• **Dataset entries**:
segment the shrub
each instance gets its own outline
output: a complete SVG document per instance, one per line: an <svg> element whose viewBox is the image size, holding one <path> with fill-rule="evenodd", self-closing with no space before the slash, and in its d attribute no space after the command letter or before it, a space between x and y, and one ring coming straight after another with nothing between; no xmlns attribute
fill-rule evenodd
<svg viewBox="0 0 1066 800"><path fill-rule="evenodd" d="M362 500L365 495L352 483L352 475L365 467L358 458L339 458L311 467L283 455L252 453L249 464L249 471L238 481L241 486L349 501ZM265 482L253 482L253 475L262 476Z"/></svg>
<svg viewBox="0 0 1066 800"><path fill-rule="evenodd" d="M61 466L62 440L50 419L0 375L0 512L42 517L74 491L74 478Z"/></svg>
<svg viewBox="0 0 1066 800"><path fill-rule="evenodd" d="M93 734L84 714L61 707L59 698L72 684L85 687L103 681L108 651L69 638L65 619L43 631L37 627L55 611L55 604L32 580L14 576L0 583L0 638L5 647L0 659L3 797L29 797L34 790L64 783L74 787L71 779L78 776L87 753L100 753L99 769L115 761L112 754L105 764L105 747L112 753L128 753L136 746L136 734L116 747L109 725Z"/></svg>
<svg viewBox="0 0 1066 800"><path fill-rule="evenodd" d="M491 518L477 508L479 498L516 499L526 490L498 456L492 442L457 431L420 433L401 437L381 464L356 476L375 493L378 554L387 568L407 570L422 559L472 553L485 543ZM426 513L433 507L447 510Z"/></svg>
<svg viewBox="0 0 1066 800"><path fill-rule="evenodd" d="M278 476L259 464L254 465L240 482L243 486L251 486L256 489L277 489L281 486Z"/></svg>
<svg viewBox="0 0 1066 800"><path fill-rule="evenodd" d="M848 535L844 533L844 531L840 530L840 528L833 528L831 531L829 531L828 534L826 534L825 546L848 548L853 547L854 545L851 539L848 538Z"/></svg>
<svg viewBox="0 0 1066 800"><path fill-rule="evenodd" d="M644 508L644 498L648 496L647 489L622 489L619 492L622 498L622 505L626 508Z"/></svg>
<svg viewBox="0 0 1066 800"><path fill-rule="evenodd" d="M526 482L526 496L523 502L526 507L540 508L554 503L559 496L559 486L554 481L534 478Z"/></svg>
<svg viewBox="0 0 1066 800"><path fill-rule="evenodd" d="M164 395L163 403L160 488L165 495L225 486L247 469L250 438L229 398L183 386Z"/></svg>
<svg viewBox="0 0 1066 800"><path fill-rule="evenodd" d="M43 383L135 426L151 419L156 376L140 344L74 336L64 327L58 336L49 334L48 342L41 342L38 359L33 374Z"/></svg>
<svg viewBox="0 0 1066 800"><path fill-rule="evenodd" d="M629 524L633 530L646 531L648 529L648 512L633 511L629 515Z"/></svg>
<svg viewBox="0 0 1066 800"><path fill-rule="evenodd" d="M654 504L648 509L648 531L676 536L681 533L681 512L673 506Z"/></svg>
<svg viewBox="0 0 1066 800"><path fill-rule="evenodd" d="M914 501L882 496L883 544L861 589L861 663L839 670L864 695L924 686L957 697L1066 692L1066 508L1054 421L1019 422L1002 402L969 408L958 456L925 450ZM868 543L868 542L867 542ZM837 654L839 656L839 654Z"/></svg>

• **Directions for this task**: Nothing should be dropped or changed, so repeat all of the entries exactly.

• **Task result**:
segment the shrub
each instance gets its own outline
output: a complete SVG document per instance, one per line: an <svg> element whose viewBox is the image size, holding one <path> with fill-rule="evenodd", self-closing with no space before the slash, and in its d attribute no space after the command letter or before it, a space between x and y, and one ring coming straight after another with nothing between; no xmlns attribute
fill-rule evenodd
<svg viewBox="0 0 1066 800"><path fill-rule="evenodd" d="M362 500L365 495L352 483L352 475L365 467L358 458L339 458L311 467L283 455L252 453L249 464L249 471L238 481L241 486L349 501ZM265 482L253 482L253 475L262 476Z"/></svg>
<svg viewBox="0 0 1066 800"><path fill-rule="evenodd" d="M61 466L62 440L50 419L0 375L0 512L42 517L74 491L74 478Z"/></svg>
<svg viewBox="0 0 1066 800"><path fill-rule="evenodd" d="M93 734L84 714L61 707L59 698L72 684L85 687L103 681L108 651L69 638L65 619L43 631L37 627L55 611L55 604L32 580L14 576L0 583L0 638L5 647L0 659L3 797L29 797L34 790L64 783L74 787L71 779L78 776L87 753L100 753L99 769L115 761L112 754L105 764L105 747L112 753L128 753L136 746L136 734L116 747L109 725Z"/></svg>
<svg viewBox="0 0 1066 800"><path fill-rule="evenodd" d="M491 518L477 508L479 498L516 499L526 490L498 456L492 442L457 431L420 433L401 437L381 464L356 476L375 493L378 554L387 568L407 570L422 559L472 553L485 543ZM426 513L433 507L447 510Z"/></svg>
<svg viewBox="0 0 1066 800"><path fill-rule="evenodd" d="M278 476L259 464L254 465L240 482L243 486L251 486L256 489L277 489L281 486Z"/></svg>
<svg viewBox="0 0 1066 800"><path fill-rule="evenodd" d="M848 535L844 533L844 531L840 530L840 528L833 528L831 531L829 531L828 534L826 534L825 546L848 548L853 547L854 545L851 539L848 538Z"/></svg>
<svg viewBox="0 0 1066 800"><path fill-rule="evenodd" d="M644 508L644 498L648 496L647 489L622 489L619 492L622 498L622 505L626 508Z"/></svg>
<svg viewBox="0 0 1066 800"><path fill-rule="evenodd" d="M526 482L526 496L523 502L526 507L540 508L554 503L559 496L559 486L554 481L534 478Z"/></svg>
<svg viewBox="0 0 1066 800"><path fill-rule="evenodd" d="M164 395L163 403L160 488L165 495L225 486L247 469L250 438L229 398L183 386Z"/></svg>
<svg viewBox="0 0 1066 800"><path fill-rule="evenodd" d="M43 383L135 426L151 419L156 376L140 344L74 336L64 327L58 336L49 334L48 342L41 342L38 359L33 374Z"/></svg>
<svg viewBox="0 0 1066 800"><path fill-rule="evenodd" d="M629 524L633 530L646 531L648 529L648 512L633 511L629 515Z"/></svg>
<svg viewBox="0 0 1066 800"><path fill-rule="evenodd" d="M654 504L648 509L648 531L676 536L681 533L681 512L673 506Z"/></svg>
<svg viewBox="0 0 1066 800"><path fill-rule="evenodd" d="M914 501L882 496L883 544L861 589L861 663L839 670L864 695L924 686L957 697L1066 692L1066 508L1054 421L1019 422L1002 402L969 408L958 456L925 450ZM868 543L868 542L867 542ZM837 654L839 656L839 654Z"/></svg>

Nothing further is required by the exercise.